Dataset rows:

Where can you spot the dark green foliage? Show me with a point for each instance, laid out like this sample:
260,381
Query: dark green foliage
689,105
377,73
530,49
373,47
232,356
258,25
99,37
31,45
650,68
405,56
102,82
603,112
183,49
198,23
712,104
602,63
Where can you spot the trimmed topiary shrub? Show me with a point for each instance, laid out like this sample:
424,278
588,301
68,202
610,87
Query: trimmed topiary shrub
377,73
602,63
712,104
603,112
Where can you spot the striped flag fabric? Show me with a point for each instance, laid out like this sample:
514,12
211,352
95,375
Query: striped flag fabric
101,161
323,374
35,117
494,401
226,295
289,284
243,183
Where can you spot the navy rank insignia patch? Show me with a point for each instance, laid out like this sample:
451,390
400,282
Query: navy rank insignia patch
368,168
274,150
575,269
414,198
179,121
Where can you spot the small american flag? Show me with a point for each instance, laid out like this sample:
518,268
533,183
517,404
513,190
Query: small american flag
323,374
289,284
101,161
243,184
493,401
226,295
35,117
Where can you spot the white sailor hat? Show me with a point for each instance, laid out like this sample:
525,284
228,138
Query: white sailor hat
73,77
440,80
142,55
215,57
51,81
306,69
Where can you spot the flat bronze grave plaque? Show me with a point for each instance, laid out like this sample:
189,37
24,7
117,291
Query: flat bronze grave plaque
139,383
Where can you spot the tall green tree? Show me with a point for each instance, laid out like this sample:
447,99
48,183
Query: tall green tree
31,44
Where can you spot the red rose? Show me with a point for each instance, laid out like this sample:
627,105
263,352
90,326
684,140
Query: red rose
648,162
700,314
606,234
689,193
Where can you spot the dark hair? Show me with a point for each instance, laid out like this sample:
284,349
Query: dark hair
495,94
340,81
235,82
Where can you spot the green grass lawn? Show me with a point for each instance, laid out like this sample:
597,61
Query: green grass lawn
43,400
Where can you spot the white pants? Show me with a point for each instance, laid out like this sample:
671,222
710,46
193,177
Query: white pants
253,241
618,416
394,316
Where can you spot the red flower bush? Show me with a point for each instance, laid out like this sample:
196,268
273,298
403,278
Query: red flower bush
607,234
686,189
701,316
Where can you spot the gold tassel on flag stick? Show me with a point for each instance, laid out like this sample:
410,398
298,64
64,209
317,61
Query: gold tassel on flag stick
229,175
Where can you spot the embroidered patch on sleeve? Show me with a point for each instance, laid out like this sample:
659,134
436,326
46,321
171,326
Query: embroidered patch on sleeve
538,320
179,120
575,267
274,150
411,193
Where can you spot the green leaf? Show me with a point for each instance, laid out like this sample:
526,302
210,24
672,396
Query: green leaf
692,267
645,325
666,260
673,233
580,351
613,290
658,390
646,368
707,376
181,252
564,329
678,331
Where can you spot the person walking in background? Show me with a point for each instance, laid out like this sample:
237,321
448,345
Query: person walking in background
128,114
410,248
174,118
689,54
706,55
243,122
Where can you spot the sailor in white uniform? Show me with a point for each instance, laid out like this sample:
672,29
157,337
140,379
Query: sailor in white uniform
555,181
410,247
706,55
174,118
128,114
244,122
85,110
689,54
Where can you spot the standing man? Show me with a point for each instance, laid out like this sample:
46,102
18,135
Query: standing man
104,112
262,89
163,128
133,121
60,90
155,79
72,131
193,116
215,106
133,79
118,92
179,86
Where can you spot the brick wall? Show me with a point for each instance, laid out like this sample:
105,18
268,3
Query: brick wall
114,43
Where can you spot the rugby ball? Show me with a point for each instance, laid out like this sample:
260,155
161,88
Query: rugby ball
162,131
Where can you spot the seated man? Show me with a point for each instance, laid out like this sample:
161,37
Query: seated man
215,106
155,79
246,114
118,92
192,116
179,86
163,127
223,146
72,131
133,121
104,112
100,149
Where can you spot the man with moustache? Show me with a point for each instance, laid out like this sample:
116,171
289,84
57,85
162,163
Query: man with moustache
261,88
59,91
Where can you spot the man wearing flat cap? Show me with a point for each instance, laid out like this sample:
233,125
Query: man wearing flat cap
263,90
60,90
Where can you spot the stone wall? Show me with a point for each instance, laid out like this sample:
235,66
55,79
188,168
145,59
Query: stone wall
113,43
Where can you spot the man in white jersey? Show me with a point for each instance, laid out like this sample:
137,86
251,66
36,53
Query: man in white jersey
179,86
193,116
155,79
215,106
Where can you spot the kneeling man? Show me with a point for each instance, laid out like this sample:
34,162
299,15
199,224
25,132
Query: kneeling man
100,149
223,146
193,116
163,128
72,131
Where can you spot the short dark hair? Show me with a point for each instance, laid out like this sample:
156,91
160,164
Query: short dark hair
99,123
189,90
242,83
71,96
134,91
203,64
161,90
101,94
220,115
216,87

--

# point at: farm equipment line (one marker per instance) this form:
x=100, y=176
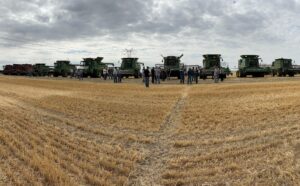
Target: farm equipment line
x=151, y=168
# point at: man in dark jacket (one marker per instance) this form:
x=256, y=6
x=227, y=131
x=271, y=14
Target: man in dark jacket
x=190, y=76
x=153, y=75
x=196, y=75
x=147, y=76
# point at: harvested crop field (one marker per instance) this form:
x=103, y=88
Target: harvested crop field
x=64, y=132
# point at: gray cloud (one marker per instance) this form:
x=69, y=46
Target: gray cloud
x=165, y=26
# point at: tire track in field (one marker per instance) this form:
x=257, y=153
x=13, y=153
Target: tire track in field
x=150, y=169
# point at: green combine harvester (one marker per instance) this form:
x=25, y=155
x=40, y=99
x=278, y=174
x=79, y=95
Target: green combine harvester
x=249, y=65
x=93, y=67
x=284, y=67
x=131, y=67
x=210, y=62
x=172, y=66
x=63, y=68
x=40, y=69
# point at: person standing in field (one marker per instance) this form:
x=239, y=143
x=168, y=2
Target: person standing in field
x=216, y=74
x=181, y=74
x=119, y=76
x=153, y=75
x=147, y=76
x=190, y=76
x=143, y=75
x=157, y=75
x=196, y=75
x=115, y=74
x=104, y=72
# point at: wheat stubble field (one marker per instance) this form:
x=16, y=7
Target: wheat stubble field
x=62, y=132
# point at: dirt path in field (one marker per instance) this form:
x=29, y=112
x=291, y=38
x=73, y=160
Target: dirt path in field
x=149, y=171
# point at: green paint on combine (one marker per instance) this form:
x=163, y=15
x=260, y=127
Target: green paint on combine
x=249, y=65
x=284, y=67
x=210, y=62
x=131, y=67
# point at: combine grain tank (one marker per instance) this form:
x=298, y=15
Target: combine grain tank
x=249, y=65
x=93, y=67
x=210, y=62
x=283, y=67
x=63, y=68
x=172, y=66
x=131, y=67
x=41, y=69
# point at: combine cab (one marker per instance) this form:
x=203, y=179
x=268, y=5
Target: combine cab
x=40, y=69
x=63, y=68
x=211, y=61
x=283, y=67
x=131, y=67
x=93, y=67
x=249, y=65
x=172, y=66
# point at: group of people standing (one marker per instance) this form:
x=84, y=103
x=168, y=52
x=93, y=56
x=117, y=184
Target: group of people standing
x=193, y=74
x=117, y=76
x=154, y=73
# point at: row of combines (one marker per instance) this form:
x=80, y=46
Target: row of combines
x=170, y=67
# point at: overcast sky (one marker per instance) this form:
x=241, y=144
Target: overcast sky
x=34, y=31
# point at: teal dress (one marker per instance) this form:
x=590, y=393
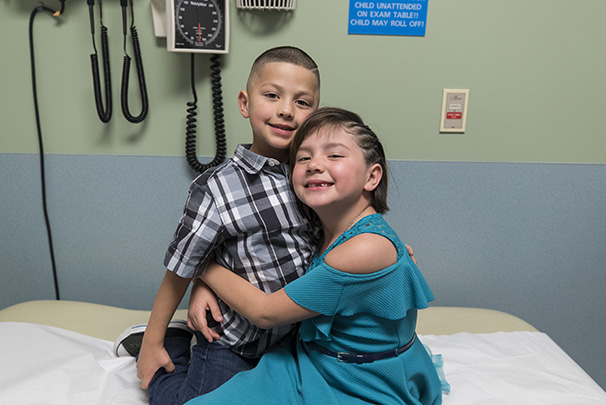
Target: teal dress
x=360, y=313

---

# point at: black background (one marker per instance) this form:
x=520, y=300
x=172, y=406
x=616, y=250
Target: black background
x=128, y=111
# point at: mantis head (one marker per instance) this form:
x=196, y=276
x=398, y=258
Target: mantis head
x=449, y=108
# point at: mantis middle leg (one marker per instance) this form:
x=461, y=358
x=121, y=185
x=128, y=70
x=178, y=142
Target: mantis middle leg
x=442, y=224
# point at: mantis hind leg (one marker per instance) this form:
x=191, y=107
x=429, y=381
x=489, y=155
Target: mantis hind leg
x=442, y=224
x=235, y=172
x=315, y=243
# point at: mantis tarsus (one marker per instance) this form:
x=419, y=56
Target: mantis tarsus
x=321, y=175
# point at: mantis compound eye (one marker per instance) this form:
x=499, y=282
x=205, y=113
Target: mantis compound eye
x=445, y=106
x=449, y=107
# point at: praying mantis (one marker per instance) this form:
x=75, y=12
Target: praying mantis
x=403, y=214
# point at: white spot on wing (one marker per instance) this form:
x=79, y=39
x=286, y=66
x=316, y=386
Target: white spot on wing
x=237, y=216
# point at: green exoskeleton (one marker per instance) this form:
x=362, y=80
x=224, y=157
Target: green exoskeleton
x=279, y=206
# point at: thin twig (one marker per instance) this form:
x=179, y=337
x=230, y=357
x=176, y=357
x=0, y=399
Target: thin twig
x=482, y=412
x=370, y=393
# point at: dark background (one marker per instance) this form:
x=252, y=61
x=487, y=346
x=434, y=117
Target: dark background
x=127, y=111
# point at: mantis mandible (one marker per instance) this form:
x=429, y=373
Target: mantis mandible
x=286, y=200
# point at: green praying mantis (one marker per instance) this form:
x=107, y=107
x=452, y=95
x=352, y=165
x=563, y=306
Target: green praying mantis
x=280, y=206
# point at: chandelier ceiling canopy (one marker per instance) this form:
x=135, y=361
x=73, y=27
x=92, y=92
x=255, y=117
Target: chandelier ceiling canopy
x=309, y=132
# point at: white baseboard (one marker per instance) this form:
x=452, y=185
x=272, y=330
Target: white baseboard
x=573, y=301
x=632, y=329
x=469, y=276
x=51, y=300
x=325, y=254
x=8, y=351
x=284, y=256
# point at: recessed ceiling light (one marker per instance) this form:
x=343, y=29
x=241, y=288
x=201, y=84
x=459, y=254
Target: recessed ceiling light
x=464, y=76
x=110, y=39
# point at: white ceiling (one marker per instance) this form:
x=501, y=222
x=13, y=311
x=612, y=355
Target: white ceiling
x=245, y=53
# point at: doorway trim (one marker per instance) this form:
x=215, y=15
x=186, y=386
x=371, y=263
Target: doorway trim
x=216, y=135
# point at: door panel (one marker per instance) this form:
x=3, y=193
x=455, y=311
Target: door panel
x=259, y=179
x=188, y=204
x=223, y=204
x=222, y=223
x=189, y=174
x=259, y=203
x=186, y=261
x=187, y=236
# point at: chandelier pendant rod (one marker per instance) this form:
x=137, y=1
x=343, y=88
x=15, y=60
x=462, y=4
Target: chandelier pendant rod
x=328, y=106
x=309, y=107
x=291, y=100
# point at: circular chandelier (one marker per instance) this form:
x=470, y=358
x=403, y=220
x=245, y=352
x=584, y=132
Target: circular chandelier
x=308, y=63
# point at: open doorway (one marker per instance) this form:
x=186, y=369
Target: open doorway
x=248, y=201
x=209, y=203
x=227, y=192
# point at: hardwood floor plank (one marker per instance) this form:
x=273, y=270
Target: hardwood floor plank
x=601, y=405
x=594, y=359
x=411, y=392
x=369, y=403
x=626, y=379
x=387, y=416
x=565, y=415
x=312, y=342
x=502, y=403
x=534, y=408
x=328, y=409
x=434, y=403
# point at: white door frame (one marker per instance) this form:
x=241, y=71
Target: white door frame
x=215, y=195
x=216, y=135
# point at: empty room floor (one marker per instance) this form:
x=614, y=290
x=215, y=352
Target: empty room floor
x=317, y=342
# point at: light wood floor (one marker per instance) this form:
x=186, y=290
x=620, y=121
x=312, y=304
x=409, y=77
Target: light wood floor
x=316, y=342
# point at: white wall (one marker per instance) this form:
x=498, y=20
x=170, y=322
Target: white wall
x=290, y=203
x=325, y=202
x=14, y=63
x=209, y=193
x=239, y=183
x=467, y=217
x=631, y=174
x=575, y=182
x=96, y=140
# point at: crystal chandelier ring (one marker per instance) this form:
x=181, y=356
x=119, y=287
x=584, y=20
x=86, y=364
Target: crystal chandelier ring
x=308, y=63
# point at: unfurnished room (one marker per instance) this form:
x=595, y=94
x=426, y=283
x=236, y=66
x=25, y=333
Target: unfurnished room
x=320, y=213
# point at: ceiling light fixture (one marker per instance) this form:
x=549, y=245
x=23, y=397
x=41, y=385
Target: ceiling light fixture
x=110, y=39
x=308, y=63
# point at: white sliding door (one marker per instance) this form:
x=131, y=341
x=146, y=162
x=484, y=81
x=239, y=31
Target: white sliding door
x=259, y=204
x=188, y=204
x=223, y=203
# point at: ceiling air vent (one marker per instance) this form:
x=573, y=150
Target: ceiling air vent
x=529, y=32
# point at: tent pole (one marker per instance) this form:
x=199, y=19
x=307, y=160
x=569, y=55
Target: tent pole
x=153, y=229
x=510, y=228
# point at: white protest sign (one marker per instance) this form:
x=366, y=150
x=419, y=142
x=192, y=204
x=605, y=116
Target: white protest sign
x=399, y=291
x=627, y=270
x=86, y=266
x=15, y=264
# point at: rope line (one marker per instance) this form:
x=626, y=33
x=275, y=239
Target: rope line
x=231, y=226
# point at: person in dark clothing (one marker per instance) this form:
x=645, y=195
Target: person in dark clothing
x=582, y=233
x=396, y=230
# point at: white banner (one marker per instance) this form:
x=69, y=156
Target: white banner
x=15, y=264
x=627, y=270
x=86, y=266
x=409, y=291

▶ [EXERCISE BRIEF]:
Please edit the entries from the line holding "# point at: rope" through the line holding "x=409, y=291", inclusive, replacing "white banner" with "white flag" and changing nothing else. Return only those lines.

▶ [RESPONSE TO THIS EXERCISE]:
# point at: rope line (one marker per instance) this form:
x=626, y=33
x=275, y=239
Target: rope line
x=231, y=226
# point at: person in dark clothing (one marker per instance) this form:
x=645, y=195
Target: person in dark clothing
x=582, y=233
x=396, y=230
# point at: white flag (one marker per instance) this form:
x=69, y=156
Target: white flag
x=15, y=264
x=627, y=270
x=86, y=266
x=409, y=291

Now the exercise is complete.